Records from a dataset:
● ● ● ●

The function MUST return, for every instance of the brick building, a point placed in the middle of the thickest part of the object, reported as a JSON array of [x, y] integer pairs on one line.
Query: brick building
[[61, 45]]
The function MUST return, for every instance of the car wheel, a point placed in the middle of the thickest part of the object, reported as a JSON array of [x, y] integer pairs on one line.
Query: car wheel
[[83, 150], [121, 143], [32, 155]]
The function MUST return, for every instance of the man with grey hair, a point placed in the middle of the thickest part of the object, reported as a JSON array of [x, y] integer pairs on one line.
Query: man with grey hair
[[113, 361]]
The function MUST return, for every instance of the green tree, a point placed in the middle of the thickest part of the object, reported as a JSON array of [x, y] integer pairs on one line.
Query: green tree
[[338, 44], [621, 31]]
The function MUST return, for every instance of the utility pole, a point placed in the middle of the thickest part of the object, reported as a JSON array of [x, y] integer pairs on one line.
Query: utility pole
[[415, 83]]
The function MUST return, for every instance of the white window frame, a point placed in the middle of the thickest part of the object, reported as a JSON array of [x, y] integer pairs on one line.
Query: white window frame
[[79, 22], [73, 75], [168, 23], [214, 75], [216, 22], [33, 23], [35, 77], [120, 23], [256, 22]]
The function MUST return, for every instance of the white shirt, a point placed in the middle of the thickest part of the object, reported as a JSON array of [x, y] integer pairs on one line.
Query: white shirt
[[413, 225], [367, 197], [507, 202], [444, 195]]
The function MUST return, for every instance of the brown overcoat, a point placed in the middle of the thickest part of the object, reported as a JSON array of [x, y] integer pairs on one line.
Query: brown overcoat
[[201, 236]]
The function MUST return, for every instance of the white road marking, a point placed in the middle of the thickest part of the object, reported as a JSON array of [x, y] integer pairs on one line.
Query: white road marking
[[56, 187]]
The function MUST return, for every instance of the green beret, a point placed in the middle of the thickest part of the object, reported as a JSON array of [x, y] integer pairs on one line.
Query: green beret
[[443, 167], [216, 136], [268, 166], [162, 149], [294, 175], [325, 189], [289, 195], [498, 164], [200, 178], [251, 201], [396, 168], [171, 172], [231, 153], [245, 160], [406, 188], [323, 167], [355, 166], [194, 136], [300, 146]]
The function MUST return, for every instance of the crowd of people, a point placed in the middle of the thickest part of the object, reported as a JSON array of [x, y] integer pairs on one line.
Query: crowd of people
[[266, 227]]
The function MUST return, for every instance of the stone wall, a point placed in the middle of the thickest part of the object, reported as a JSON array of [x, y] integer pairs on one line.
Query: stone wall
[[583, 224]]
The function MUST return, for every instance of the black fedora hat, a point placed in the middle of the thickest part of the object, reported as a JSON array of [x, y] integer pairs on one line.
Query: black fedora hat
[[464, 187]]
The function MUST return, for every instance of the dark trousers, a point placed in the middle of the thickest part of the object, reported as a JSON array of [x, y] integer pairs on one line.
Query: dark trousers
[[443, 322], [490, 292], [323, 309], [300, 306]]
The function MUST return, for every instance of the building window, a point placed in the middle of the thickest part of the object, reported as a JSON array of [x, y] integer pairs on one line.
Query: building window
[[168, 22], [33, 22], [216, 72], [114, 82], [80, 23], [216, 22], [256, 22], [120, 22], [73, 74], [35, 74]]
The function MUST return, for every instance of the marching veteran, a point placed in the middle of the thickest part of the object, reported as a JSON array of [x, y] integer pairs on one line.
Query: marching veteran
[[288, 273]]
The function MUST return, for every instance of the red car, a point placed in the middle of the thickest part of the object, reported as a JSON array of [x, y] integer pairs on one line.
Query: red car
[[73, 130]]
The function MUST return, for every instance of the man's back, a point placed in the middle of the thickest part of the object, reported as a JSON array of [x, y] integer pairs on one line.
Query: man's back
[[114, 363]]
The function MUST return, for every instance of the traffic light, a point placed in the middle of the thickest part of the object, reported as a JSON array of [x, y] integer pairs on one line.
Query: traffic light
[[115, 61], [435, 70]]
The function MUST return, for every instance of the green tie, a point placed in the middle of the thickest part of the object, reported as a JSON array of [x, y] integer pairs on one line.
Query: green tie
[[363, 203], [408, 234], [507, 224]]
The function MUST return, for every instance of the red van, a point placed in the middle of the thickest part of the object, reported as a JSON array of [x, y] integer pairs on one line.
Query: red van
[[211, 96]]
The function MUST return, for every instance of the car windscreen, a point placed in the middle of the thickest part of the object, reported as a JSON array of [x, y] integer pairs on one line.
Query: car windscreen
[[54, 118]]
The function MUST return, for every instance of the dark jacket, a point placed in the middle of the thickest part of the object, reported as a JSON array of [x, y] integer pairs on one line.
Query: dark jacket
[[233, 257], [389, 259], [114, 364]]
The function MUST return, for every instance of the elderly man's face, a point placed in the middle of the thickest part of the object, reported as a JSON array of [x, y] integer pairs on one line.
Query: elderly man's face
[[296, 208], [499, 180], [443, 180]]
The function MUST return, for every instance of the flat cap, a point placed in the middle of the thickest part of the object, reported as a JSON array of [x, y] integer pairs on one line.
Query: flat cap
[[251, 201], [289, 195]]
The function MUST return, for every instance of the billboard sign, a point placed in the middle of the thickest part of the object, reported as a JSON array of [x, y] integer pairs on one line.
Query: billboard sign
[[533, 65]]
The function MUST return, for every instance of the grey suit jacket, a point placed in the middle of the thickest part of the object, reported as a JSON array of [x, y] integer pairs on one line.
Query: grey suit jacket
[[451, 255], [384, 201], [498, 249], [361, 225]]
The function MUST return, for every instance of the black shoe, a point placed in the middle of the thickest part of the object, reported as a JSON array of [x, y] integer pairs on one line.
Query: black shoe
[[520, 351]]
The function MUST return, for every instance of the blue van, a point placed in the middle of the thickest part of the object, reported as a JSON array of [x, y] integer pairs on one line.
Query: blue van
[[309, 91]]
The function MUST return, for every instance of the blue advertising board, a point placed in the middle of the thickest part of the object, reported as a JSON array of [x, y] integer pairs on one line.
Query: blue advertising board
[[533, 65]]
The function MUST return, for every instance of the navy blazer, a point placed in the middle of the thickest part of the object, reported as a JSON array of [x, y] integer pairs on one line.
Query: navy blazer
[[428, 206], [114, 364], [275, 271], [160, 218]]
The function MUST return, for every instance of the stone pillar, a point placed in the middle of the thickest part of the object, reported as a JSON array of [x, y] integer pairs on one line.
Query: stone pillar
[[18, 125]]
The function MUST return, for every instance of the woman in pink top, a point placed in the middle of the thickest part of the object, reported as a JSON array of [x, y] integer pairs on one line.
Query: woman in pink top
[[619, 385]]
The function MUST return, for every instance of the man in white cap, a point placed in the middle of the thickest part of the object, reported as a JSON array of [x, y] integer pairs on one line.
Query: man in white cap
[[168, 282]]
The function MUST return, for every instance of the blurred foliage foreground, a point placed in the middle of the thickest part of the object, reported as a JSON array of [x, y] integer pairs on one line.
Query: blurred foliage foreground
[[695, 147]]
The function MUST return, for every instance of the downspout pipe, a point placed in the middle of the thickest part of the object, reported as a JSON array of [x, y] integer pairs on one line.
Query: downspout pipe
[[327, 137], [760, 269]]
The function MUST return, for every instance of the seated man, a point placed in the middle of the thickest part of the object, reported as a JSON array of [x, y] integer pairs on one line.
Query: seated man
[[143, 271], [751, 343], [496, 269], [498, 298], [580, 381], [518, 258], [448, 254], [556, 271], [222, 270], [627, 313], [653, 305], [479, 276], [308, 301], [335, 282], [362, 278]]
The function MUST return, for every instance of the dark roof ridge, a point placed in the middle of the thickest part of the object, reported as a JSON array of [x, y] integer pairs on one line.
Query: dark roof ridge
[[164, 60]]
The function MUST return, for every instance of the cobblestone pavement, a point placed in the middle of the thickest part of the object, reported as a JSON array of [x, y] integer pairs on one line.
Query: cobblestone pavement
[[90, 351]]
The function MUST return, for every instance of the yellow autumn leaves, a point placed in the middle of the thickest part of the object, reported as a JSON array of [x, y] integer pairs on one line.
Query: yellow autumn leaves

● ● ● ●

-- Exercise instructions --
Repeat the entries above verbatim, but only from the line that has "The function MUST return, for every instance of the billboard" down to the line that has "The function MUST return, for every instance of the woman", inclusive.

-- Solved exercise --
The function MUST return, for every instance of the billboard sign, a point placed in the middle of the thickest part of the object, reported as a JSON array of [x, y] integer pairs on one line.
Query: billboard sign
[[533, 65]]
The function MUST return, for every instance of the grey suit jacket, a point placed in the middle of the thickest part of the object, reported as a JSON array of [x, y] integer pairs on one line.
Query: grey suit jacket
[[451, 255], [384, 201], [498, 249], [361, 225]]
The function MUST return, for every instance of the black shoe, a point placed in the middle of the thickest part of the object, reported as a JSON array of [x, y] integer pairs on one line.
Query: black shoe
[[520, 351]]
The function MUST return, for every instance of the blue van, a point placed in the middle of the thickest part of the object, reported as a JSON array of [x, y] integer pairs on one line.
Query: blue van
[[309, 91]]
The function MUST return, for every instance of the blue advertising board, a point placed in the middle of the thickest part of the object, reported as a JSON array of [x, y] integer pairs on one line.
Query: blue advertising board
[[533, 65]]
The function MUST return, for every instance of the navy blazer, a point placed in the middle of the thickest part of the object, reported as a JSON array of [x, y] integer pairs on one line.
Query: navy blazer
[[428, 206], [114, 364], [275, 271], [160, 218]]
The function MUST return, for every instance of the stone pillar, a point placed in the middle of the thickest part of the object, reported as a JSON array of [x, y] integer pairs on one line.
Query: stone pillar
[[18, 125]]
The function MUST return, for every instance of the woman in pink top, a point placed in the middle of the thickest part of the object, reported as a JSON array of [x, y] integer pairs on one line.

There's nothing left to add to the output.